◆ **THE TASK**:
Your answer must match the material exactly, line for line.
--- START ---
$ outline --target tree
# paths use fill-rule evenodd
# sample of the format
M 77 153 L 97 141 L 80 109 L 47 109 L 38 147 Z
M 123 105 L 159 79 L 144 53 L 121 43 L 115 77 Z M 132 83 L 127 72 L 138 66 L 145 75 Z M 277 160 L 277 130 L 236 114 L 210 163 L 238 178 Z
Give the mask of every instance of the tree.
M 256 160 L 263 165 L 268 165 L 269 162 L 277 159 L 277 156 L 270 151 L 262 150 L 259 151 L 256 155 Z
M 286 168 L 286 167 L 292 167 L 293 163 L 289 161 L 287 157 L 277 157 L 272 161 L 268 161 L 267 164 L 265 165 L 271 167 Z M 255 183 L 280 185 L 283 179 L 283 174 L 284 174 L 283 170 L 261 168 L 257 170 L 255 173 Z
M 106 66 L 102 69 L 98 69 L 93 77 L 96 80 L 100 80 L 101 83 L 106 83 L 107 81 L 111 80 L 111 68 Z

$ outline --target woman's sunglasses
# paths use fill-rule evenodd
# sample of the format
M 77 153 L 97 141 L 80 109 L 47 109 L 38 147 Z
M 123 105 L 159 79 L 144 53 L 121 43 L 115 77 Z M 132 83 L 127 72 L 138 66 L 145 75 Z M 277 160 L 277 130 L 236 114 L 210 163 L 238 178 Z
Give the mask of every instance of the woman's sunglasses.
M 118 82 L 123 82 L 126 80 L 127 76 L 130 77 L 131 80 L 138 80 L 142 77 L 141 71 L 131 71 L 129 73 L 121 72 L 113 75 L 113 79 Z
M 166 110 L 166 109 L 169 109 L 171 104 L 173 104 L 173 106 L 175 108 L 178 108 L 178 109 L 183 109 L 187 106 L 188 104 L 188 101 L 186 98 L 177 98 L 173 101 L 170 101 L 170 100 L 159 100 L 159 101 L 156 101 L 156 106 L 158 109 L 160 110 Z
--- END ---
◆ **WRITTEN SOLUTION**:
$ outline --target tree
# paths use fill-rule evenodd
# sample of the format
M 77 153 L 97 141 L 80 109 L 47 109 L 38 147 Z
M 123 105 L 159 79 L 144 53 L 121 43 L 115 77 Z M 132 83 L 127 72 L 138 66 L 145 75 Z M 277 160 L 277 130 L 236 114 L 210 163 L 238 178 Z
Give the mask of every instance of the tree.
M 256 160 L 263 165 L 268 165 L 269 162 L 277 159 L 277 156 L 270 151 L 262 150 L 259 151 L 256 155 Z
M 286 168 L 286 167 L 292 167 L 293 163 L 289 161 L 287 157 L 277 157 L 272 161 L 268 161 L 267 164 L 265 165 L 271 167 Z M 255 183 L 280 185 L 283 179 L 283 174 L 284 174 L 283 170 L 261 168 L 257 170 L 255 173 Z
M 106 66 L 102 69 L 98 69 L 93 77 L 96 80 L 100 80 L 101 83 L 106 83 L 107 81 L 111 80 L 111 68 Z

$ outline --target woman's sunglasses
# paths use fill-rule evenodd
# sample of the format
M 77 153 L 97 141 L 80 109 L 47 109 L 38 147 Z
M 123 105 L 159 79 L 144 53 L 121 43 L 115 77 Z M 132 83 L 127 72 L 138 66 L 145 75 Z M 277 160 L 277 130 L 236 114 L 210 163 L 238 178 Z
Give the mask of every instance of the woman's sunglasses.
M 118 82 L 123 82 L 126 80 L 127 76 L 130 77 L 131 80 L 138 80 L 142 77 L 141 71 L 131 71 L 129 73 L 121 72 L 113 75 L 113 79 Z
M 166 110 L 166 109 L 169 109 L 171 104 L 173 104 L 173 106 L 175 108 L 178 108 L 178 109 L 183 109 L 187 106 L 188 104 L 188 101 L 186 98 L 177 98 L 173 101 L 170 101 L 170 100 L 159 100 L 159 101 L 156 101 L 156 106 L 158 109 L 160 110 Z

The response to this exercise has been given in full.